--- Start of RECORDS FOR THE EXERCISE ---
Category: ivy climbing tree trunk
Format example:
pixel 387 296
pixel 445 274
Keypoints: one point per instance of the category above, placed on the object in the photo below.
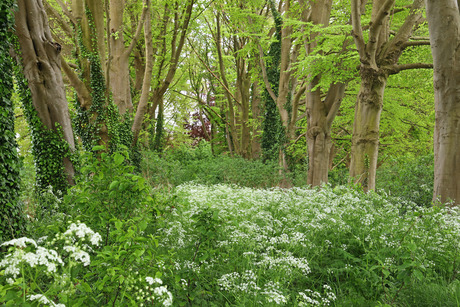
pixel 41 65
pixel 379 58
pixel 10 212
pixel 165 68
pixel 444 27
pixel 320 112
pixel 119 63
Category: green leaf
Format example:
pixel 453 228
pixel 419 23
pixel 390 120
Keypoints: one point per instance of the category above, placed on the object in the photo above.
pixel 118 158
pixel 418 274
pixel 98 148
pixel 113 185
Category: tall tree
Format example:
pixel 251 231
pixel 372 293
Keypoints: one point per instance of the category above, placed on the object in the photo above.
pixel 379 57
pixel 10 212
pixel 322 104
pixel 444 26
pixel 41 66
pixel 174 20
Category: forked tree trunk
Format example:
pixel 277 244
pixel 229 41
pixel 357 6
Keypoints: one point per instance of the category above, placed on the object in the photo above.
pixel 41 64
pixel 444 26
pixel 379 56
pixel 320 115
pixel 365 140
pixel 119 65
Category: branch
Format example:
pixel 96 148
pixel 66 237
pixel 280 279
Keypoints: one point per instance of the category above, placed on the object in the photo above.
pixel 264 74
pixel 374 30
pixel 357 31
pixel 394 69
pixel 175 57
pixel 212 73
pixel 66 12
pixel 64 25
pixel 139 27
pixel 415 43
pixel 82 91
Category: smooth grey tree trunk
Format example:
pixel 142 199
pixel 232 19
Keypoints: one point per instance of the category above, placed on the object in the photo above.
pixel 444 26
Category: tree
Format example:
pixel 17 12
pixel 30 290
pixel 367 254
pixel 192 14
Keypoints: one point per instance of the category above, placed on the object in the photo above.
pixel 10 212
pixel 48 115
pixel 444 25
pixel 379 57
pixel 323 99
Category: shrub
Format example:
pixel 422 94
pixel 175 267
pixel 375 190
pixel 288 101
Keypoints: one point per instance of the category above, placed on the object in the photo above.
pixel 408 178
pixel 245 247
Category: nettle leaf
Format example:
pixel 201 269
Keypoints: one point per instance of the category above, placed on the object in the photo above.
pixel 118 158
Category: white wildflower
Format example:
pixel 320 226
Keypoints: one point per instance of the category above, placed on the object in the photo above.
pixel 21 242
pixel 78 254
pixel 151 280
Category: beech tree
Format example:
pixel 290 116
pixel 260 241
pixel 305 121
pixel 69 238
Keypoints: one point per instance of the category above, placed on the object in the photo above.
pixel 322 104
pixel 10 211
pixel 41 65
pixel 379 57
pixel 444 25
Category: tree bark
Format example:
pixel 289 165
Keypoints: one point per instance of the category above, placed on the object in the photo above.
pixel 41 64
pixel 365 140
pixel 119 62
pixel 379 58
pixel 444 28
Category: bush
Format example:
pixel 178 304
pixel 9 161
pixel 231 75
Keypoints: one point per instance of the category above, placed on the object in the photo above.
pixel 300 247
pixel 185 164
pixel 111 259
pixel 408 178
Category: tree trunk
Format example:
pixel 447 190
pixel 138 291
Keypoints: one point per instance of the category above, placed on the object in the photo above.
pixel 365 140
pixel 379 56
pixel 119 64
pixel 41 64
pixel 444 27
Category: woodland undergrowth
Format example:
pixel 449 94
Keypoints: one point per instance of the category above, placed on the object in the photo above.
pixel 122 239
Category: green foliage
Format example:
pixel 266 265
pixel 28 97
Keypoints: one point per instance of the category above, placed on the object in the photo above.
pixel 101 122
pixel 107 189
pixel 183 164
pixel 280 247
pixel 273 131
pixel 11 215
pixel 48 146
pixel 408 178
pixel 157 143
pixel 71 269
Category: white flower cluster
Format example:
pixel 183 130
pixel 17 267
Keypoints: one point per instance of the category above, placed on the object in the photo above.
pixel 44 300
pixel 159 294
pixel 247 283
pixel 78 254
pixel 80 230
pixel 236 282
pixel 42 256
pixel 314 298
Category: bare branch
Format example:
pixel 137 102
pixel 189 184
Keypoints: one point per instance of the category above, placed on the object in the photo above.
pixel 264 74
pixel 83 94
pixel 64 24
pixel 66 12
pixel 139 28
pixel 357 30
pixel 212 73
pixel 394 69
pixel 415 43
pixel 404 33
pixel 375 27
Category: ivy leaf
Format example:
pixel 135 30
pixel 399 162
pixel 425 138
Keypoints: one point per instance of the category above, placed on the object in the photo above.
pixel 118 158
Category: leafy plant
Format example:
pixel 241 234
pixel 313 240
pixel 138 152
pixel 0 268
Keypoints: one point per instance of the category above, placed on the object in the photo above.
pixel 107 189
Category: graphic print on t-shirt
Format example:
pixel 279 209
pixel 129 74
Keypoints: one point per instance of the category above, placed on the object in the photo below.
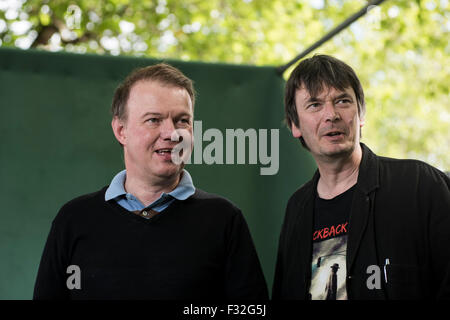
pixel 328 269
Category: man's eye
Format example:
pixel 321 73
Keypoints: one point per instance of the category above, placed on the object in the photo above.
pixel 153 120
pixel 313 105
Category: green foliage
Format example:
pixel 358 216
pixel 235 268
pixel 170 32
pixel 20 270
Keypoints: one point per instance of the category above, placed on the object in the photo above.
pixel 400 49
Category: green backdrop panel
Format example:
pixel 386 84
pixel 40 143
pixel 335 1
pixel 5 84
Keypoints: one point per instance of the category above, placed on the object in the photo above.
pixel 57 144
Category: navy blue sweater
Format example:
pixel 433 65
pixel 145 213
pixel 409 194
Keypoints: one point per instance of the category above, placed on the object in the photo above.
pixel 199 248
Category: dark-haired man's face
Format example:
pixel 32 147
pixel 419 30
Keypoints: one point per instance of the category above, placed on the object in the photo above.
pixel 329 122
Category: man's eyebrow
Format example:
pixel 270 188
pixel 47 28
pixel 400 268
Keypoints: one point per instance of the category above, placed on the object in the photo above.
pixel 344 95
pixel 150 114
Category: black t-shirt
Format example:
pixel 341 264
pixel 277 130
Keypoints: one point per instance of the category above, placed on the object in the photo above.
pixel 331 219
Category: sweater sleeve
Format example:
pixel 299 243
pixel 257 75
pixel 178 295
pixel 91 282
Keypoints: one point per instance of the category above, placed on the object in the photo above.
pixel 51 278
pixel 439 233
pixel 244 277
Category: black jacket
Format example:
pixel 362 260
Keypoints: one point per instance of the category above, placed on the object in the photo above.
pixel 400 212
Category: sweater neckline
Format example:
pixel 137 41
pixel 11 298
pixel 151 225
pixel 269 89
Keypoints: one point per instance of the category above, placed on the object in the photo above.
pixel 120 211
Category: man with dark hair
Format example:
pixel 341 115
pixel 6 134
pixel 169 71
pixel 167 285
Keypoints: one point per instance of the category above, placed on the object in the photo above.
pixel 384 222
pixel 151 234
--- End of RECORDS FOR THE EXERCISE ---
AIM:
Arrange every line of the rows above as a numbered list, skipping blank lines and leaving out the pictures.

CORRECT OUTPUT:
1. Category: ivy climbing tree trunk
2. Format example:
3. pixel 387 296
4. pixel 445 274
5. Keypoints: one point per instance of the category above, placed on the object in the photo below.
6. pixel 41 65
7. pixel 379 58
8. pixel 10 212
9. pixel 165 68
10. pixel 444 27
11. pixel 320 112
12. pixel 119 63
13. Category: green leaf
14. Format example:
15. pixel 453 228
16. pixel 419 23
17. pixel 390 120
18. Keypoints: one point per instance of the category above, placed on the object in the photo above.
19. pixel 118 158
20. pixel 418 274
21. pixel 98 148
22. pixel 113 185
23. Category: tall tree
24. Format example:
25. pixel 251 231
26. pixel 372 293
27. Keypoints: one point per instance of the category above, placed on the object in the photo above.
28. pixel 379 57
29. pixel 10 212
30. pixel 322 104
31. pixel 444 26
32. pixel 41 66
33. pixel 174 20
34. Category: forked tree trunk
35. Format example:
36. pixel 277 244
37. pixel 229 41
38. pixel 357 6
39. Keypoints: one point per instance of the category above, placed on the object in the photo above.
40. pixel 41 64
41. pixel 444 26
42. pixel 379 56
43. pixel 320 115
44. pixel 365 140
45. pixel 119 65
46. Category: branch
47. Format example:
48. pixel 96 148
49. pixel 66 237
50. pixel 280 279
51. Keypoints: one point per instance of the category above, placed on the object in the photo above.
52. pixel 264 74
53. pixel 374 30
54. pixel 357 31
55. pixel 394 69
56. pixel 175 57
57. pixel 212 73
58. pixel 66 12
59. pixel 64 25
60. pixel 139 27
61. pixel 415 43
62. pixel 82 91
63. Category: smooth grey tree trunk
64. Format example:
65. pixel 142 199
66. pixel 232 19
67. Keypoints: one point per instance of the category above, placed on the object in the photo above.
68. pixel 444 26
69. Category: tree
70. Format example:
71. pixel 17 12
72. pixel 30 290
73. pixel 367 254
74. pixel 192 14
75. Keypoints: one point per instance of the category above, placed on the object in the photo above.
76. pixel 10 212
77. pixel 48 115
78. pixel 444 25
79. pixel 379 57
80. pixel 323 99
81. Category: shrub
82. Format example:
83. pixel 422 94
84. pixel 175 267
85. pixel 375 190
86. pixel 288 101
87. Keypoints: one point per instance of the category above, placed on the object in the photo above.
88. pixel 408 178
89. pixel 245 247
90. Category: nettle leaf
91. Format example:
92. pixel 201 269
93. Keypoints: one point per instance of the category above, placed on the object in the photo above.
94. pixel 118 158
95. Category: white wildflower
96. Format example:
97. pixel 320 226
98. Keypoints: one point per instance of the category above, placed on the object in the photo above.
99. pixel 21 242
100. pixel 78 254
101. pixel 151 280
102. Category: beech tree
103. Format example:
104. pixel 290 116
105. pixel 260 241
106. pixel 305 121
107. pixel 69 238
108. Keypoints: one point per instance of the category above, placed on the object in the photo above.
109. pixel 322 104
110. pixel 10 211
111. pixel 41 65
112. pixel 379 57
113. pixel 444 25
114. Category: tree bark
115. Format example:
116. pixel 289 165
117. Keypoints: one point per instance of the category above, placed on the object in the photo above.
118. pixel 41 64
119. pixel 365 140
120. pixel 119 62
121. pixel 379 58
122. pixel 444 28
123. Category: bush
124. Format example:
125. pixel 178 304
126. pixel 9 161
127. pixel 231 75
128. Keypoints: one point per instance of the category above, placed on the object in the photo above.
129. pixel 300 247
130. pixel 185 164
131. pixel 111 259
132. pixel 408 178
133. Category: tree trunk
134. Format example:
135. pixel 447 190
136. pixel 138 291
137. Keypoints: one point per instance of the category above, placed on the object in the photo above.
138. pixel 365 140
139. pixel 379 56
140. pixel 119 64
141. pixel 41 64
142. pixel 444 27
143. Category: woodland undergrowth
144. Format example:
145. pixel 449 94
146. Keypoints: one point per instance of the category above, placed on the object in the photo above.
147. pixel 122 239
148. Category: green foliage
149. Format example:
150. pixel 266 265
151. pixel 28 97
152. Keypoints: one point per instance of the category above, placed on the object in the photo above.
153. pixel 101 122
154. pixel 107 189
155. pixel 183 164
156. pixel 280 247
157. pixel 273 131
158. pixel 11 215
159. pixel 48 146
160. pixel 408 178
161. pixel 157 143
162. pixel 71 269
163. Category: white flower cluster
164. Format example:
165. pixel 183 130
166. pixel 17 267
167. Keypoints: one point per instance of the category above, placed on the object in the photo above.
168. pixel 44 300
169. pixel 159 294
170. pixel 247 283
171. pixel 78 254
172. pixel 80 230
173. pixel 236 282
174. pixel 42 256
175. pixel 314 298
176. Category: bare branch
177. Format example:
178. pixel 137 102
179. pixel 189 184
180. Keypoints: one point per instance of the category above, placed on the object in the photo above.
181. pixel 264 74
182. pixel 83 94
183. pixel 64 24
184. pixel 66 12
185. pixel 139 28
186. pixel 357 30
187. pixel 212 73
188. pixel 394 69
189. pixel 415 43
190. pixel 404 33
191. pixel 375 27
192. Category: ivy leaf
193. Format example:
194. pixel 135 30
195. pixel 399 162
196. pixel 425 138
197. Keypoints: one point per instance of the category above, placed on the object in the photo above.
198. pixel 118 158
199. Category: leafy plant
200. Format example:
201. pixel 241 234
202. pixel 313 240
203. pixel 138 152
204. pixel 0 268
205. Keypoints: one point per instance of the category above, placed on the object in the photo above.
206. pixel 107 189
207. Category: graphic print on t-shirt
208. Format example:
209. pixel 279 209
210. pixel 129 74
211. Keypoints: one point per instance of the category above, placed on the object in the photo below.
212. pixel 328 269
213. Category: man's eye
214. Format example:
215. pixel 321 73
216. Keypoints: one point per instance of the category above, placed on the object in the photo above.
217. pixel 153 120
218. pixel 313 105
219. Category: green foliage
220. Format example:
221. pixel 358 216
222. pixel 235 268
223. pixel 170 32
224. pixel 20 270
225. Keypoints: one point per instance of the category above, placed on the object in the photo above.
226. pixel 400 49
227. Category: green backdrop panel
228. Format example:
229. pixel 386 84
230. pixel 40 143
231. pixel 335 1
232. pixel 5 84
233. Keypoints: one point per instance of the category above, placed on the object in the photo above.
234. pixel 57 144
235. Category: navy blue sweater
236. Format example:
237. pixel 433 65
238. pixel 145 213
239. pixel 409 194
240. Keypoints: one point per instance of the category above, placed on the object in the photo above.
241. pixel 199 248
242. Category: dark-haired man's face
243. Format example:
244. pixel 32 147
245. pixel 419 30
246. Keypoints: one point per instance of the category above, placed on the object in the photo above.
247. pixel 329 122
248. Category: man's eyebrow
249. Format example:
250. pixel 270 188
251. pixel 47 28
252. pixel 400 268
253. Keypoints: one point per instance of the category above, placed on the object in the photo above.
254. pixel 344 95
255. pixel 150 114
256. Category: black t-shirt
257. Format example:
258. pixel 341 264
259. pixel 277 130
260. Keypoints: one point per instance of the category above, placed on the object in the photo above.
261. pixel 331 219
262. Category: sweater sleeve
263. Format example:
264. pixel 299 243
265. pixel 257 75
266. pixel 178 295
267. pixel 91 282
268. Keypoints: one point per instance of the category above, placed on the object in the photo above.
269. pixel 51 278
270. pixel 439 233
271. pixel 244 277
272. Category: black jacket
273. Format example:
274. pixel 362 260
275. Keypoints: one point per instance of the category above, placed on the object in the photo above.
276. pixel 400 212
277. Category: sweater neckline
278. Format example:
279. pixel 137 41
280. pixel 11 298
281. pixel 151 225
282. pixel 269 89
283. Keypoints: one point per instance of the category above, placed on the object in the photo above.
284. pixel 120 211
285. Category: man with dark hair
286. Format example:
287. pixel 341 115
288. pixel 6 134
289. pixel 169 71
290. pixel 167 285
291. Keypoints: one point per instance of the category above, placed on the object in the photo above.
292. pixel 384 222
293. pixel 151 234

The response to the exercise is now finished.